= Tasks to perform =
A. In the article on the Scottish independence vote, what approximate split does the win appear to have?
B. Quote the stretch of the article on the Scottish independence vote from "Like the battle" through "would have been.".
C. Decide whether each statement agrees with the article on the Scottish independence vote, answering yes or no and quoting the words that settle it: (i) The Union that survives is 307 years old. (ii) In the polls, men leaned decisively toward no. (iii) Glasgow went to the independence camp.

= Passage to read =
Like the battle of Waterloo, the battle for Scotland was a damn close-run thing. The effects of Thursday’s no vote are enormous – though not as massive as the consequences of a yes would have been.
The vote against independence means, above all, that the 307-year Union survives. It therefore means that the UK remains a G7 economic power and a member of the UN security council. It means Scotland will get more devolution. It means David Cameron will not be forced out. It means any Ed Miliband-led government elected next May has the chance to serve a full term, not find itself without a majority in 2016, when the Scots would have left. It means the pollsters got it right, Madrid will sleep a little more easily, and it means the banks will open on Friday morning as usual.
But the battlefield is still full of resonant lessons. The win, though close, was decisive. It looks like a 54%-46% or thereabouts. That’s not as good as it looked like being a couple of months ago. But it’s a lot more decisive than the recent polls had hinted. Second, it was women who saved the union. In the polls, men were decisively in favour of yes. The yes campaign was in some sense a guy thing. Men wanted to make a break with the Scotland they inhabit. Women didn’t. Third, this was to a significant degree a class vote too. Richer Scotland stuck with the union — so no did very well in a lot of traditonal SNP areas. Poorer Scotland, Labour Scotland, slipped towards yes, handing Glasgow, Dundee and North Lanarkshire to the independence camp. Gordon Brown stopped the slippage from becoming a rout, perhaps, but the questions for Labour — and for left politics more broadly — are profound.

[Dataset items]

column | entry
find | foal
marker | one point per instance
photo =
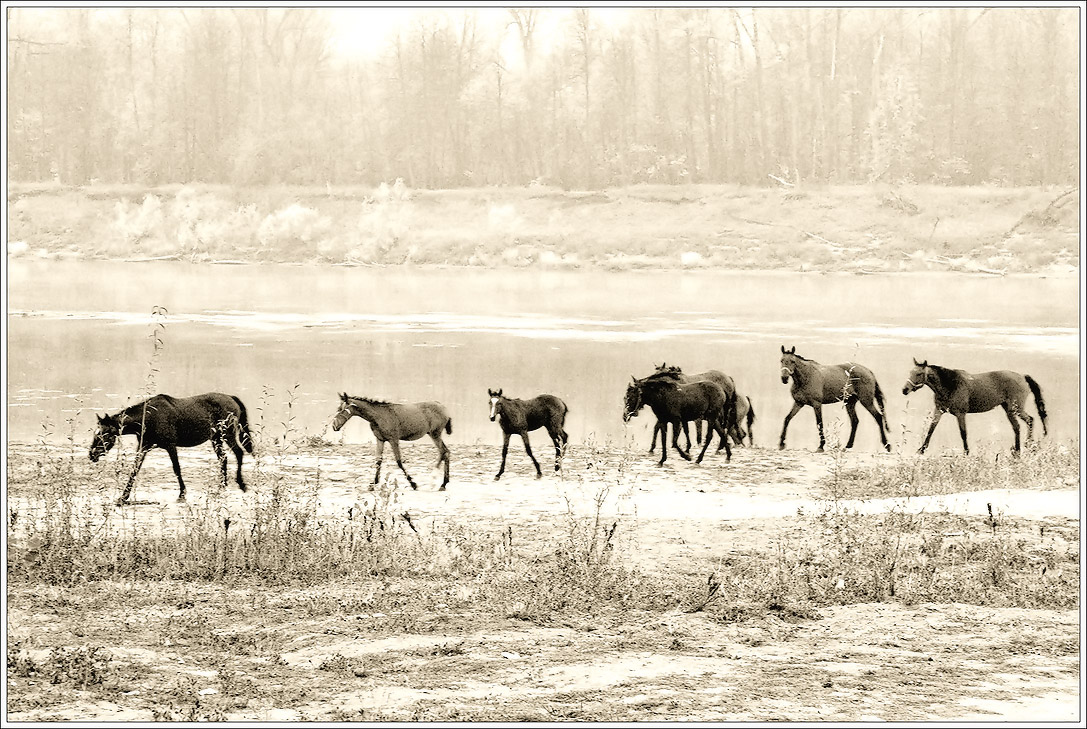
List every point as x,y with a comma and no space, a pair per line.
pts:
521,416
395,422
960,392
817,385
...
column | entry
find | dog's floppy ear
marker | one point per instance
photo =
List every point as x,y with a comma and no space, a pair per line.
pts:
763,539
--
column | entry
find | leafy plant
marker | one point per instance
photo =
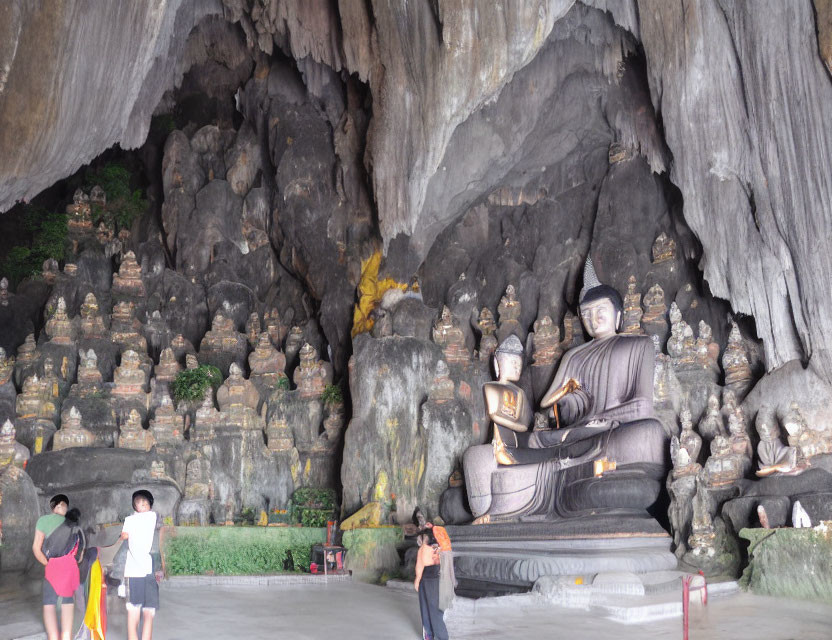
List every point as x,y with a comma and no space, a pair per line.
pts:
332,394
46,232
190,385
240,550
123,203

= Complete answers =
A. About 54% to 46%.

B.
Like the battle of Waterloo, the battle for Scotland was a damn close-run thing. The effects of Thursday’s no vote are enormous – though not as massive as the consequences of a yes would have been.

C.
(i) Yes: "the 307-year Union survives"
(ii) No: "In the polls, men were decisively in favour of yes."
(iii) Yes: "handing Glasgow, Dundee and North Lanarkshire to the independence camp"